## start Records shown

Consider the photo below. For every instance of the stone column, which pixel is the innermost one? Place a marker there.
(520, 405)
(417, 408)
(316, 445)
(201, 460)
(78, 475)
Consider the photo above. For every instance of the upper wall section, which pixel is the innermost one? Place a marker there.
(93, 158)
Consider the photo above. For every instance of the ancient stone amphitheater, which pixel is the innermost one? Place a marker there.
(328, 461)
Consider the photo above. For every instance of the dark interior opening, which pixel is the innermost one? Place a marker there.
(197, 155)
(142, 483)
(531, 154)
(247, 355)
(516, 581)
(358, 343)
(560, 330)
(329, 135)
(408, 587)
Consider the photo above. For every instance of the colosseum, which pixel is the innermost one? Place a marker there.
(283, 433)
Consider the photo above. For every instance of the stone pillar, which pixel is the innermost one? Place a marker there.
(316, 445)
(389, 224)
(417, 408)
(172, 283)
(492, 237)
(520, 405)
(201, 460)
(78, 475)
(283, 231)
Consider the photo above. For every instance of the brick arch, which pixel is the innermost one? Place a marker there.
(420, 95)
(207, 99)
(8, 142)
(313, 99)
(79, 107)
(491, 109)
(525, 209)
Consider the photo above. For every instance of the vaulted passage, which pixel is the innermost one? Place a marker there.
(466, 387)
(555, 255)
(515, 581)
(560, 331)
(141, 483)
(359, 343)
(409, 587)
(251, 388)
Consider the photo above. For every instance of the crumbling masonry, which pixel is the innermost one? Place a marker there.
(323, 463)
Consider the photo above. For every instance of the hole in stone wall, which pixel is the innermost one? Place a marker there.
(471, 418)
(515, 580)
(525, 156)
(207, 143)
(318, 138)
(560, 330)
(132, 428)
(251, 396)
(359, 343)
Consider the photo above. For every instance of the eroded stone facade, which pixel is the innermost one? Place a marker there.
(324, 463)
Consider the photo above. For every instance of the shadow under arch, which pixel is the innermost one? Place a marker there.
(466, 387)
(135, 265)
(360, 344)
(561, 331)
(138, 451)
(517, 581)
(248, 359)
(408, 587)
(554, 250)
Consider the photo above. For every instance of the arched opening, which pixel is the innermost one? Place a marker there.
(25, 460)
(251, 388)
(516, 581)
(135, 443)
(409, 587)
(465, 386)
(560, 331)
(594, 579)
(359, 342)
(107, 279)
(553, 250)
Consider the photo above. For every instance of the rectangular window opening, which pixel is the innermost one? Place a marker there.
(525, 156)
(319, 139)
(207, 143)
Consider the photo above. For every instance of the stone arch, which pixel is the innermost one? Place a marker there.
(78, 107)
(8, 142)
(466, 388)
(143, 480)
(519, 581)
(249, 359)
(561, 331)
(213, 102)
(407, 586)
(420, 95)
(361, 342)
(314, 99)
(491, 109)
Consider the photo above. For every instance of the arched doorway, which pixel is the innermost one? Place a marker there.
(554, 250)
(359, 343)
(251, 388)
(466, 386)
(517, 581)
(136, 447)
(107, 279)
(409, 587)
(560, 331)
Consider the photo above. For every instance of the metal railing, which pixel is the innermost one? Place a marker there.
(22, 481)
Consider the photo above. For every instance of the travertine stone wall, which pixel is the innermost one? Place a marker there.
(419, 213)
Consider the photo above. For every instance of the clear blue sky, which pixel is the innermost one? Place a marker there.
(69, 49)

## end Records shown

Reproduce all of the material above word for word.

Output:
Consider the photo below. For every instance of the stone column, which pixel is the innermost one? Place a marker there.
(520, 405)
(417, 408)
(316, 445)
(201, 460)
(78, 475)
Consider the photo above. For every instance of the upper wall section, which pixel is the innermost one? Place a marker there.
(93, 158)
Consider the photo above. For every instance of the ancient stone amphitheater, which pixel is the innermost one? Place a marker there.
(328, 461)
Consider the photo above. For every instance of the dark interior opening, which pixel is the innermost one? Place a marker there.
(197, 155)
(142, 483)
(531, 154)
(247, 355)
(516, 581)
(358, 343)
(560, 330)
(329, 135)
(408, 587)
Consider the photo above. For every instance of the colosseum, which pixel is the innermost one? Place a marker there.
(283, 433)
Consider the photo above. For every instance of the stone pillar, which pixel is the innermost one? Place a marker there.
(316, 445)
(389, 224)
(417, 408)
(172, 283)
(492, 237)
(520, 405)
(201, 460)
(78, 475)
(283, 231)
Consider the photo above. For every instance of the brick arch, which pixel is the innermost one? Place a marker there.
(420, 95)
(207, 99)
(8, 142)
(313, 99)
(79, 107)
(491, 109)
(525, 209)
Consider the photo above. For every instance of the vaulted passage, which pixel is the innermost one? Place a marker there.
(466, 387)
(555, 255)
(515, 581)
(560, 331)
(141, 483)
(359, 343)
(409, 587)
(251, 388)
Consider the photo above. For every instance of the crumbling masonry, which pixel is the innermost one? Place a marker there.
(323, 463)
Consider the photo above. For every instance of the hole in stone wall, which pixel is the innermost one? Place a marker there.
(471, 418)
(515, 580)
(525, 156)
(207, 143)
(318, 138)
(560, 330)
(132, 428)
(251, 396)
(359, 343)
Consider the photo above. For every instance of the eroded stone facade, which pixel is the innermost one? Place a marker there.
(324, 463)
Consider the photo above. For every instance of the shadow under arch, which pixel is the innermost one? Place a marker there.
(466, 387)
(135, 265)
(360, 344)
(561, 331)
(138, 451)
(517, 581)
(248, 359)
(408, 587)
(554, 250)
Consider the photo above. For every instance of the arched opening, which pixel is the innermost one? Place a marker there.
(25, 460)
(251, 388)
(516, 581)
(135, 443)
(409, 587)
(465, 386)
(560, 331)
(594, 579)
(359, 342)
(107, 279)
(553, 250)
Consider the photo above. For every instance of the rectangular window opening, which pixel is the innermost one? Place a marker there.
(525, 156)
(319, 139)
(207, 143)
Consider the photo above. For every instance of the stone arch, which pixel is the innermost one? Place a marker there.
(78, 107)
(8, 142)
(466, 388)
(143, 480)
(519, 581)
(249, 359)
(561, 331)
(213, 102)
(407, 586)
(420, 95)
(361, 342)
(314, 99)
(491, 109)
Consider the photo above. For every instance of the arched doorway, which pixel is the innermost one? Place a marker there.
(554, 250)
(359, 343)
(251, 388)
(466, 386)
(517, 581)
(136, 447)
(107, 279)
(409, 587)
(560, 331)
Consider the photo above. For every instance of the metal railing, which pixel is the innermost one? Place a marker there.
(22, 481)
Consider the photo above. For every instance of the travertine stone wall, which pixel is the innermost one? Place a marker there.
(419, 213)
Consider the photo above. For every instance of the clear blue sky, which pixel is the innermost one? Place a marker there.
(69, 49)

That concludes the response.